Comparison of correlation analysis techniques for irregularly sampled time series
- 1Potsdam-Institute for Climate Impact Research, P.O. Box 60 12 03, 14412 Potsdam, Germany
- 2Department of Physics, Humboldt-University of Berlin, Newtonstr. 15, 12489 Berlin, Germany
- 3Institute for Complex Systems and Mathematical Biology, University of Aberdeen, Aberdeen AB243UE, UK
Abstract. Geoscientific measurements often provide time series with irregular time sampling, requiring either data reconstruction (interpolation) or sophisticated methods to handle irregular sampling. We compare the linear interpolation technique and different approaches for analyzing the correlation functions and persistence of irregularly sampled time series, as Lomb-Scargle Fourier transformation and kernel-based methods. In a thorough benchmark test we investigate the performance of these techniques.
All methods have comparable root mean square errors (RMSEs) for low skewness of the inter-observation time distribution. For high skewness, very irregular data, interpolation bias and RMSE increase strongly. We find a 40 % lower RMSE for the lag-1 autocorrelation function (ACF) for the Gaussian kernel method vs. the linear interpolation scheme,in the analysis of highly irregular time series. For the cross correlation function (CCF) the RMSE is then lower by 60 %. The application of the Lomb-Scargle technique gave results comparable to the kernel methods for the univariate, but poorer results in the bivariate case. Especially the high-frequency components of the signal, where classical methods show a strong bias in ACF and CCF magnitude, are preserved when using the kernel methods.
We illustrate the performances of interpolation vs. Gaussian kernel method by applying both to paleo-data from four locations, reflecting late Holocene Asian monsoon variability as derived from speleothem δ18O measurements. Cross correlation results are similar for both methods, which we attribute to the long time scales of the common variability. The persistence time (memory) is strongly overestimated when using the standard, interpolation-based, approach. Hence, the Gaussian kernel is a reliable and more robust estimator with significant advantages compared to other techniques and suitable for large scale application to paleo-data.

## Task brief
Answer these questions using the abstract on correlation techniques for irregularly sampled time series above:
(a) For highly irregular time series, how much lower is the RMSE of the lag-1 autocorrelation function with the Gaussian kernel method than with linear interpolation?
(b) In which case did the Lomb-Scargle technique give poorer results than the kernel methods?
(c) From what measurements was the late Holocene Asian monsoon variability derived?

## Provided material

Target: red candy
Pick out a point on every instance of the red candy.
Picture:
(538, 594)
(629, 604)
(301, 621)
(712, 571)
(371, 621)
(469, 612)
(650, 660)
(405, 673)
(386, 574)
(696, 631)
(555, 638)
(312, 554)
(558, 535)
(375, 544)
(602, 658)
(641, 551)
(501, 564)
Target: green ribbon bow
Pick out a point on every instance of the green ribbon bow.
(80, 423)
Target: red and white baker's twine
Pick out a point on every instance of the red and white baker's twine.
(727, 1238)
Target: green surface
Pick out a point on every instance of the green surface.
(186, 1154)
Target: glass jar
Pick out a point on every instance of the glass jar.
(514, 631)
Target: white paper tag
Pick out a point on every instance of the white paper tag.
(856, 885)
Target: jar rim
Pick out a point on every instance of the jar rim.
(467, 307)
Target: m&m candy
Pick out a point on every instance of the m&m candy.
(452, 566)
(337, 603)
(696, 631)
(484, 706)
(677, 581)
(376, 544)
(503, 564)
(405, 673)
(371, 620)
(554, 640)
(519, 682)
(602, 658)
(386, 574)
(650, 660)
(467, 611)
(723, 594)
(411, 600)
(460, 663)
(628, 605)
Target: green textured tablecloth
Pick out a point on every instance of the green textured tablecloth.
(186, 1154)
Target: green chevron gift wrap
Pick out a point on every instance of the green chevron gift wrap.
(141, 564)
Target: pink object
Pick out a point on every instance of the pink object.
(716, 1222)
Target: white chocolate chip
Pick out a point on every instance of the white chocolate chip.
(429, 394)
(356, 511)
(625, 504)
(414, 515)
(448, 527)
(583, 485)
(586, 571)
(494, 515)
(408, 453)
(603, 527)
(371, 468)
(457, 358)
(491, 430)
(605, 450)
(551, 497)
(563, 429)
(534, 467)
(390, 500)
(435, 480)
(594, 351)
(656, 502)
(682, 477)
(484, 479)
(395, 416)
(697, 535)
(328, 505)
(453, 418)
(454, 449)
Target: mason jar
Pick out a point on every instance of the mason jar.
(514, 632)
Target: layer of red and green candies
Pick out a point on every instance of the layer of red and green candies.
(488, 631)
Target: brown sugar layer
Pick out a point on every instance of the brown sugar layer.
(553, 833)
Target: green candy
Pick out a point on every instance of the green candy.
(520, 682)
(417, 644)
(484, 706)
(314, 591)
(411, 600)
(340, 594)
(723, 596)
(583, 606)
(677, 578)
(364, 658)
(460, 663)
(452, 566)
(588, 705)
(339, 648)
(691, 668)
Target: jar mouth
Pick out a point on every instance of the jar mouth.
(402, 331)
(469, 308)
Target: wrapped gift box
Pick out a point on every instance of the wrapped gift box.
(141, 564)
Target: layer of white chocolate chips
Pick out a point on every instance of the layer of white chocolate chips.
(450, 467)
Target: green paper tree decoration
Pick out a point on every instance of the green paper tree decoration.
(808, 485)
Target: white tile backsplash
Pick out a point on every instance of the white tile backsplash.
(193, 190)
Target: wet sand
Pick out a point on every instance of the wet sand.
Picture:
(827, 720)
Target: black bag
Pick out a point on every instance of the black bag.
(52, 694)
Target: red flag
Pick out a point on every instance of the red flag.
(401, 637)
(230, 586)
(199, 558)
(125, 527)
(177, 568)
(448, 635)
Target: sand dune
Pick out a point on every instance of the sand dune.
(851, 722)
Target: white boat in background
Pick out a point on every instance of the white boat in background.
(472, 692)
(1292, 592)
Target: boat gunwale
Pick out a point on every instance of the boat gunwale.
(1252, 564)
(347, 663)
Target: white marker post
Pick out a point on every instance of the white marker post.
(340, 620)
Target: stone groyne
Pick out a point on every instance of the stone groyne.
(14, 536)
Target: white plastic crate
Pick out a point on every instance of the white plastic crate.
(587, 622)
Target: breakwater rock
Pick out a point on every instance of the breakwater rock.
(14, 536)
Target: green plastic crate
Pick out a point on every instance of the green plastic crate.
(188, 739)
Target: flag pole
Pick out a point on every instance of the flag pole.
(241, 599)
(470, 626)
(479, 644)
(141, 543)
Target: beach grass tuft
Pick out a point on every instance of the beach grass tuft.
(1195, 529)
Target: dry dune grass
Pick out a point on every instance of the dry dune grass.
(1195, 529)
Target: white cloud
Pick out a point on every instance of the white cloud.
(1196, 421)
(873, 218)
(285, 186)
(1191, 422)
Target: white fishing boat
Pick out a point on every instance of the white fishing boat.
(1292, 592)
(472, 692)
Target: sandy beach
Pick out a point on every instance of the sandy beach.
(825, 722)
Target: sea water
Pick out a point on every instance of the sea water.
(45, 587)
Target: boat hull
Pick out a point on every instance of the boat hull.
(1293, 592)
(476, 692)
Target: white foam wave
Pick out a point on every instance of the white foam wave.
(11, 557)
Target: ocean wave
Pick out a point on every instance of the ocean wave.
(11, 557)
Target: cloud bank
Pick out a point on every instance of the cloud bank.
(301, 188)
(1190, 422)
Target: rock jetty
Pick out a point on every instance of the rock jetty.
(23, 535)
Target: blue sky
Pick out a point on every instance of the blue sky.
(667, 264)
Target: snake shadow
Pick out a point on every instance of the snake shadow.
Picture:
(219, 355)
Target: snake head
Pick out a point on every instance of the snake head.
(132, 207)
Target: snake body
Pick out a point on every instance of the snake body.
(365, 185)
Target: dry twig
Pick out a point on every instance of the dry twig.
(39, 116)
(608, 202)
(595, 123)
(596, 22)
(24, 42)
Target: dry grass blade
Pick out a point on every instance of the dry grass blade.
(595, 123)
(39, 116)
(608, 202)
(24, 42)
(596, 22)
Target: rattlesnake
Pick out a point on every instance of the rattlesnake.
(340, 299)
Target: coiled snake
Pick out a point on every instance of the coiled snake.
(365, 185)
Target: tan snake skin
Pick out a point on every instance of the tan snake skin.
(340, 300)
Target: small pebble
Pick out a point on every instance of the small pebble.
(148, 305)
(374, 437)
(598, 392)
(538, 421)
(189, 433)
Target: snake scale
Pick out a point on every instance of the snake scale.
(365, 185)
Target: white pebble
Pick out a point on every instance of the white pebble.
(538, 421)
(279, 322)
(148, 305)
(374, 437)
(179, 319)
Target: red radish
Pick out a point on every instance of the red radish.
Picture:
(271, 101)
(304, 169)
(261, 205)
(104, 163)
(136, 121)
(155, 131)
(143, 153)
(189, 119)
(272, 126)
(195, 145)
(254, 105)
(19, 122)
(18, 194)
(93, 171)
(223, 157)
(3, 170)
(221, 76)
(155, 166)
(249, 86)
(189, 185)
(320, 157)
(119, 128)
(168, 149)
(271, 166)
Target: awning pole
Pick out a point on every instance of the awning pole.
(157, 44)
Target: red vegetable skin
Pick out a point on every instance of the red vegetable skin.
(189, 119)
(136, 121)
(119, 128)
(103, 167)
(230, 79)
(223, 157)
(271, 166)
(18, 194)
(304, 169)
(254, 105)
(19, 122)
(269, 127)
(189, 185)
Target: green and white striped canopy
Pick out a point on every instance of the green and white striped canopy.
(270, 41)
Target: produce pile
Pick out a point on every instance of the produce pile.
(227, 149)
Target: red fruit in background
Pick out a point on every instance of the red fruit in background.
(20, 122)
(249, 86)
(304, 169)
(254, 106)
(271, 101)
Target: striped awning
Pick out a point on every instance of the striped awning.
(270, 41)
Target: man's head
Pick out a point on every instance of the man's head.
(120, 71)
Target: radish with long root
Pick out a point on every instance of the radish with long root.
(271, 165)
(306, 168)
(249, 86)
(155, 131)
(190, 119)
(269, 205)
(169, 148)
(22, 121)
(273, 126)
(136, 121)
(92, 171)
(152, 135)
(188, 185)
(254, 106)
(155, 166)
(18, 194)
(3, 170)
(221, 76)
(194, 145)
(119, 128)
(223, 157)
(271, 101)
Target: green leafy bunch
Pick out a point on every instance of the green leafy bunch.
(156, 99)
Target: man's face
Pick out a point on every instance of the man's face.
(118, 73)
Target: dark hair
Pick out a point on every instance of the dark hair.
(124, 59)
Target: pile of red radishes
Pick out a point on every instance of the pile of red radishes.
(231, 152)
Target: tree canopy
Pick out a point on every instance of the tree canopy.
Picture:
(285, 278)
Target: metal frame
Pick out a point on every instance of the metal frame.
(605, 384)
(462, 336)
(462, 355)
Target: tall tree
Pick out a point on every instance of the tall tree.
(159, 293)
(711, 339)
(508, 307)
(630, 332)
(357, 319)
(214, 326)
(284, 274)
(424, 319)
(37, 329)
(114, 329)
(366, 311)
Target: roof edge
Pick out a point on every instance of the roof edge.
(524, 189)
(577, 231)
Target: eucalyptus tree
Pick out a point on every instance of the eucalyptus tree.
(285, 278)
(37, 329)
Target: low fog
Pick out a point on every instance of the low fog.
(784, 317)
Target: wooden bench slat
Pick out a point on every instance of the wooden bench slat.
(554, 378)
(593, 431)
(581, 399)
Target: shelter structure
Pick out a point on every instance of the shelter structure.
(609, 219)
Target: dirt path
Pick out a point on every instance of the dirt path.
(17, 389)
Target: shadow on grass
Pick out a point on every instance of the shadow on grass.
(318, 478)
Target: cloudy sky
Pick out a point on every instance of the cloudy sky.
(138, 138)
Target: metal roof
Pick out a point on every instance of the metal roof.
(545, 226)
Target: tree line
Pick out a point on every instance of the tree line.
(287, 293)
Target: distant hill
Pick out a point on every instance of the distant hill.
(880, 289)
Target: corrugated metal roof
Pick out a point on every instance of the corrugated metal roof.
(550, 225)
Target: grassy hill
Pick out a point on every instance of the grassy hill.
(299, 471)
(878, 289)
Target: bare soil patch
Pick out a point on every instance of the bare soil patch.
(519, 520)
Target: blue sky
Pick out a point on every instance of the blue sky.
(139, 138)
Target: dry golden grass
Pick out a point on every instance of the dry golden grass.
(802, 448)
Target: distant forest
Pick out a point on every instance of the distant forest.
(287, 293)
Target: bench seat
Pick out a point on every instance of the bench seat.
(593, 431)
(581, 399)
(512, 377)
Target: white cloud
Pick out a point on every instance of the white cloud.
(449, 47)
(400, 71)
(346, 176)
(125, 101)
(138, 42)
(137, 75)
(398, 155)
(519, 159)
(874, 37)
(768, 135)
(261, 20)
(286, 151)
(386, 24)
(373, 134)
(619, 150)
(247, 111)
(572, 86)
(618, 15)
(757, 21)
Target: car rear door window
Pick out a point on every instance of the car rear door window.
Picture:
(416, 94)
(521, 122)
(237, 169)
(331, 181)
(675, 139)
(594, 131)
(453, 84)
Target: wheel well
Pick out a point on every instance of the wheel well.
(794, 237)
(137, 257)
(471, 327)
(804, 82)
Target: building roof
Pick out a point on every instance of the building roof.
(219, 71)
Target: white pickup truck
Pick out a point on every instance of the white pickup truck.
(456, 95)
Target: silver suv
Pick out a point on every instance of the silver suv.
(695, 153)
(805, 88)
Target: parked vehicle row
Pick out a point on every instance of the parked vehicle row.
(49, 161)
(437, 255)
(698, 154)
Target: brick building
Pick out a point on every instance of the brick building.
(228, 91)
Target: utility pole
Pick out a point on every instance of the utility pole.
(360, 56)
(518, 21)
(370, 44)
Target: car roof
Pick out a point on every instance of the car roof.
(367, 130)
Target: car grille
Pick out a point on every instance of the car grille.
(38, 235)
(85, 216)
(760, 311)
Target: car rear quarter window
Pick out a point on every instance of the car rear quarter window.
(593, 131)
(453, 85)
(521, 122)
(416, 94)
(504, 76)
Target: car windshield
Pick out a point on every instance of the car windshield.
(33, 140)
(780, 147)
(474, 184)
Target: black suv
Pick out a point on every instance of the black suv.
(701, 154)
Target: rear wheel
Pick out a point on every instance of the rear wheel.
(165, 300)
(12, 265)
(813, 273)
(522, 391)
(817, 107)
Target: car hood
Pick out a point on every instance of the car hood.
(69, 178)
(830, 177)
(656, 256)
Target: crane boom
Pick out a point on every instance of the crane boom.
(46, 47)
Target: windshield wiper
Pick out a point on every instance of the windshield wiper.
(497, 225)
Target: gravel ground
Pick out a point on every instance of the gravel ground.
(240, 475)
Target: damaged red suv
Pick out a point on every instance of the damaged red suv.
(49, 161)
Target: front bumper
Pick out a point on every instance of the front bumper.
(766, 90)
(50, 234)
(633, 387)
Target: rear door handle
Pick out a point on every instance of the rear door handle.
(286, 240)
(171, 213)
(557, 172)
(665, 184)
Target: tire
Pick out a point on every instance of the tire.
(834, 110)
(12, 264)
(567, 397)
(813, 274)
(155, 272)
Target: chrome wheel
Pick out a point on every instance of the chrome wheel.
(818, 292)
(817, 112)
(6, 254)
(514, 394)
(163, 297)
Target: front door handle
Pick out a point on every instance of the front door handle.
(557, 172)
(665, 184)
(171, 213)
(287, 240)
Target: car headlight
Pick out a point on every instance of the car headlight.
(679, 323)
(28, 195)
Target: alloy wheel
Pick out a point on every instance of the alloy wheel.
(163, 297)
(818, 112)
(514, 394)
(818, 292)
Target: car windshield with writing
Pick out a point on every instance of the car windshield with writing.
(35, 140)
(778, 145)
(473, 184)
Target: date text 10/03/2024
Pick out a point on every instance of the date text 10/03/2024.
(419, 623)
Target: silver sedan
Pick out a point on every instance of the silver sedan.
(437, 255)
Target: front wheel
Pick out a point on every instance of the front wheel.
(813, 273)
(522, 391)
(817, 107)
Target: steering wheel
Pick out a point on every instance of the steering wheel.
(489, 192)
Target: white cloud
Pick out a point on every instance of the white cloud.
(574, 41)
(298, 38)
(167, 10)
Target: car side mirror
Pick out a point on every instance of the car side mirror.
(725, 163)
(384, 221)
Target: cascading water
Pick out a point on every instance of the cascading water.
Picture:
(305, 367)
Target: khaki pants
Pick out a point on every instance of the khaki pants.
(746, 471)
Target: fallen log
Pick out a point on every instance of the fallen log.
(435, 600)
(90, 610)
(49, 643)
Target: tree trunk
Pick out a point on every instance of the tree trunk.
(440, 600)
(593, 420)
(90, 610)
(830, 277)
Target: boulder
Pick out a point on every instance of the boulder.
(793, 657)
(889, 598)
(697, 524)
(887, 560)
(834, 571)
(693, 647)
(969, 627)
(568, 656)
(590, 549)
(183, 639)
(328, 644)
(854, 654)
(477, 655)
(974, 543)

## Task answer
(a) 40 % lower.
(b) The bivariate case.
(c) Speleothem δ18O measurements.